_Do this_
Repeat precisely, and only, the lines between the line containing "Where can you spot the logo" and the end of the listing below, both ends included.

_Records to process_
########
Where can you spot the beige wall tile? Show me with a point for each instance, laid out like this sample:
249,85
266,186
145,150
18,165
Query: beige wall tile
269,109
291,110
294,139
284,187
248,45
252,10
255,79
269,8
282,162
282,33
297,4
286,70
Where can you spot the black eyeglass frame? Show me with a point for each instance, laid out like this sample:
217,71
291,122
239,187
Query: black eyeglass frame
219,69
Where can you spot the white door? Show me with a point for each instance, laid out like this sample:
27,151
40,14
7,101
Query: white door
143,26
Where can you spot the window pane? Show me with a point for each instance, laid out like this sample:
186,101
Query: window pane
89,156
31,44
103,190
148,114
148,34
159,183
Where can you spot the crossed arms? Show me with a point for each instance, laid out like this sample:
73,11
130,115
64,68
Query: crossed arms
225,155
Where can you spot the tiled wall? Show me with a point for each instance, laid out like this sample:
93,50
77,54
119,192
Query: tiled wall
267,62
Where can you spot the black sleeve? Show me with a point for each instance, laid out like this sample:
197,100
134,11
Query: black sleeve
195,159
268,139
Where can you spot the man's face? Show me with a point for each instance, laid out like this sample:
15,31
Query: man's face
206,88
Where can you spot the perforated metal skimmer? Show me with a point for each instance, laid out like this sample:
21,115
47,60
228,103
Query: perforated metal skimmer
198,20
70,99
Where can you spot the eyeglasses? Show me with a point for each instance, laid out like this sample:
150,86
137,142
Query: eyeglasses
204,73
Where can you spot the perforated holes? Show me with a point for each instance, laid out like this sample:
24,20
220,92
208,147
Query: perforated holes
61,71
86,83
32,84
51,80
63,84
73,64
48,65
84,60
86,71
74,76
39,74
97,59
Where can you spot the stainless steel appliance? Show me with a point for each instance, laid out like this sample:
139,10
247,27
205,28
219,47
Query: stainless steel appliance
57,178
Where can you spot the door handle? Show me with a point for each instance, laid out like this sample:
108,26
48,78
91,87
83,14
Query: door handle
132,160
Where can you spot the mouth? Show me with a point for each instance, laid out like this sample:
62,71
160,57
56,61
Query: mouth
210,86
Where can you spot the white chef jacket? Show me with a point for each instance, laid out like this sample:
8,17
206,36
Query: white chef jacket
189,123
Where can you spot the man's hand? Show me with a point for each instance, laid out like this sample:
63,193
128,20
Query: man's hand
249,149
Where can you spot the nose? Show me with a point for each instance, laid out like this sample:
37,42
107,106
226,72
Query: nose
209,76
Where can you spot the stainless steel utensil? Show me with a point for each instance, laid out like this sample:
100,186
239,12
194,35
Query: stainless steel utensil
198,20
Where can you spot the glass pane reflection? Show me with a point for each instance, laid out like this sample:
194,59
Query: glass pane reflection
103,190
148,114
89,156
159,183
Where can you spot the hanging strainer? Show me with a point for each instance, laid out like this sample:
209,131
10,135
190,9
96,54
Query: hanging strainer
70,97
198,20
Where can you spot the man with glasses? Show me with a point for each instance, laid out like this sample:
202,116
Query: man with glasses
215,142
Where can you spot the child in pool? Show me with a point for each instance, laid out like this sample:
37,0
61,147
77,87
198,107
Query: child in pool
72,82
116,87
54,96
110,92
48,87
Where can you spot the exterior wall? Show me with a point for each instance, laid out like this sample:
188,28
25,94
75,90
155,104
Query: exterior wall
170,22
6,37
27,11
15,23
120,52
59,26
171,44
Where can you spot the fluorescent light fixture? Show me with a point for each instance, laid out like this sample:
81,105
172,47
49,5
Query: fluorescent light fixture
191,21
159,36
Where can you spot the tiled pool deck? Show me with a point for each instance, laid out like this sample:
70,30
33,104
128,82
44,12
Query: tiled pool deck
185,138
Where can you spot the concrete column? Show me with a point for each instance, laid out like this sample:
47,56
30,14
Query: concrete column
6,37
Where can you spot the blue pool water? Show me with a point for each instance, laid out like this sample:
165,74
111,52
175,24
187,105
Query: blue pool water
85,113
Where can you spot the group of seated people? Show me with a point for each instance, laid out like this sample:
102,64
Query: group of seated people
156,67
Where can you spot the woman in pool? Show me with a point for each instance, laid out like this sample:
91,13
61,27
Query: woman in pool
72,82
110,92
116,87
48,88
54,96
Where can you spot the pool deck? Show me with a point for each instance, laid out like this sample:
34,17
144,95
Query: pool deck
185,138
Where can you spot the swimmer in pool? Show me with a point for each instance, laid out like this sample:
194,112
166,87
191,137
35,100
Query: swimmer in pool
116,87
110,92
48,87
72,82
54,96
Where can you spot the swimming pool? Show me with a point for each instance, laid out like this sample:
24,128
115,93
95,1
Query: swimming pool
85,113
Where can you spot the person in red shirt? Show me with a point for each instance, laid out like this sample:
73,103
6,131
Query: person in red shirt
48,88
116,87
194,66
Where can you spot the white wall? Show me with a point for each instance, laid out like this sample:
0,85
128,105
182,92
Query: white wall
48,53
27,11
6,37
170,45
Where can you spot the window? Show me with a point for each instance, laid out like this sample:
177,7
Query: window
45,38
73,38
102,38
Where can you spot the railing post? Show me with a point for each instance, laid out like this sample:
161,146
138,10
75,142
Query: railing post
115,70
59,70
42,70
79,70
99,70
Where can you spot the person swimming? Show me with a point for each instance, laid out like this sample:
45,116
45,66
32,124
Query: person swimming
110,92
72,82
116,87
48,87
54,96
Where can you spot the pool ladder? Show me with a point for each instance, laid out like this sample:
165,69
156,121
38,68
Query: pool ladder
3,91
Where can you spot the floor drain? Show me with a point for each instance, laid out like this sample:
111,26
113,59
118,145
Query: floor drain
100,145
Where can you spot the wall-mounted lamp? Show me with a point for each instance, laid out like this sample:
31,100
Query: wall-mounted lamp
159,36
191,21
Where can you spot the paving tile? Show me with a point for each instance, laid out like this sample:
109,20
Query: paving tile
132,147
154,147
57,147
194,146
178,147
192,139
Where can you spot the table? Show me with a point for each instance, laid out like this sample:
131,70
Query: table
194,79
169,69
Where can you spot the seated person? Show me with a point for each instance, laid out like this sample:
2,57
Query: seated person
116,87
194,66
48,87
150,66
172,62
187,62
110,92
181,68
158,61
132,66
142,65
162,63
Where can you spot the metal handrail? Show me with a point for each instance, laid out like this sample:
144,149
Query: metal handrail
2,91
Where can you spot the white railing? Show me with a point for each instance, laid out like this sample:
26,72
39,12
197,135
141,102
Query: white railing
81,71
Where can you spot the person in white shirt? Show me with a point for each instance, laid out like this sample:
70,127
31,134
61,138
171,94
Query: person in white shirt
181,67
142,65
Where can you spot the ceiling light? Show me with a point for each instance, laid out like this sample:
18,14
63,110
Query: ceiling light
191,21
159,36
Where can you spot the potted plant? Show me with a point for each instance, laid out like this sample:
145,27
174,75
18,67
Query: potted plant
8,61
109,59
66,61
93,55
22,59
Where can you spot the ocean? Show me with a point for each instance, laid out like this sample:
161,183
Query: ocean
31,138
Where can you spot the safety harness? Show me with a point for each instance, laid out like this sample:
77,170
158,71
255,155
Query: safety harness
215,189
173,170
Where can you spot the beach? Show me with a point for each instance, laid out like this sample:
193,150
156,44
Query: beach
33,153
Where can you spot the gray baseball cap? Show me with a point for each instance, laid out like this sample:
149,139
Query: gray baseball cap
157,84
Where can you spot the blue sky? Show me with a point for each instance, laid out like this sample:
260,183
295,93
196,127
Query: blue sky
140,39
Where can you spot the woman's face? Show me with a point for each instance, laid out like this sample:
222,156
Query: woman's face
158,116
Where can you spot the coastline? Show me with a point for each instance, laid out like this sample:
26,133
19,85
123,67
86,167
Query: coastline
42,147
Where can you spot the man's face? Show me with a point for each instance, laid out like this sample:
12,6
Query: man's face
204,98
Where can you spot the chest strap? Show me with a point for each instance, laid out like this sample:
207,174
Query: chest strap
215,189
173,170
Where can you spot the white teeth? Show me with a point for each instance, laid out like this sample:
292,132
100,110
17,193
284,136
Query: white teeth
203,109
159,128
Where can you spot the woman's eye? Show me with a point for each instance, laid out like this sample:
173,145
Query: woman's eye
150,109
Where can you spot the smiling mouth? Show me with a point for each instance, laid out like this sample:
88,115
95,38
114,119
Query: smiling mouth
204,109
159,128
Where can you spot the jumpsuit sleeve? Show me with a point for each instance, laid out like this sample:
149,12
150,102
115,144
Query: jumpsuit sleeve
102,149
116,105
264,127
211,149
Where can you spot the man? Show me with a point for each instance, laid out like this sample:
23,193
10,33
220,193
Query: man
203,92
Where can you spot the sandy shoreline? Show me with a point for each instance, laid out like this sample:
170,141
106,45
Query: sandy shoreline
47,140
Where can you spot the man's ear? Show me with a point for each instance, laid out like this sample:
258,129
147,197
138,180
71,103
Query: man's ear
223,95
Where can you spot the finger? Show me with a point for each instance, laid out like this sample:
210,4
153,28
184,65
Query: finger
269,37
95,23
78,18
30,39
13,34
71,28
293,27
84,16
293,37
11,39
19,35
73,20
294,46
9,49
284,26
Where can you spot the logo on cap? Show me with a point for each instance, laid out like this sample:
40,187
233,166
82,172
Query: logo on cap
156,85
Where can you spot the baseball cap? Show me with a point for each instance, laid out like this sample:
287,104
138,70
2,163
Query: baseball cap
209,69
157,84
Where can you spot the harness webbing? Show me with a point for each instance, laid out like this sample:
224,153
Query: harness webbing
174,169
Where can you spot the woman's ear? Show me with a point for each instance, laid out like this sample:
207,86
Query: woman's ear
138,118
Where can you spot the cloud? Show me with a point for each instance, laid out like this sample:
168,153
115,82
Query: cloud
########
_Problem solution_
Where can you spot the logo on cap? Show me with a point for each instance, laid out like this sample:
40,187
233,166
82,172
Query: logo on cap
156,85
Where can you spot the baseball cap? Show me with a point for each instance, laid out like this sample:
287,104
138,70
2,163
Query: baseball cap
209,69
157,84
Where can you spot the harness webbing? Show me with a point for each instance, laid out like this sample:
224,153
Query: harness webbing
174,169
Where can you spot the woman's ear? Show me with a point for each instance, laid out like this sample:
207,86
Query: woman's ear
138,118
Where can you spot the cloud? Show me with a point for each instance, laid out like this sample:
168,153
115,82
Query: cloud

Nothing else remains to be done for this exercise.